Exercise brief:
Rescale the listing below by copying every line, requests included, and multiplying each coordinate in the answers by 1.65, rounding to whole numbers with halves going up. Omit the pictures from your answer.

Items:
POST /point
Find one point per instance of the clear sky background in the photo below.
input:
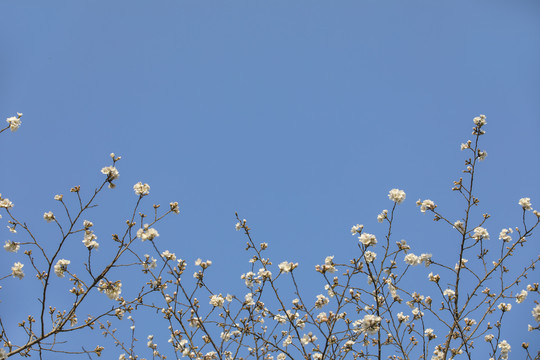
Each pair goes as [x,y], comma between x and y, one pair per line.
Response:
[300,115]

Complete response:
POST /point
Find one point per instance of the clear sky background in the photo below.
input:
Each pair goes as [x,y], comma between x and y, one pair per line.
Response:
[495,190]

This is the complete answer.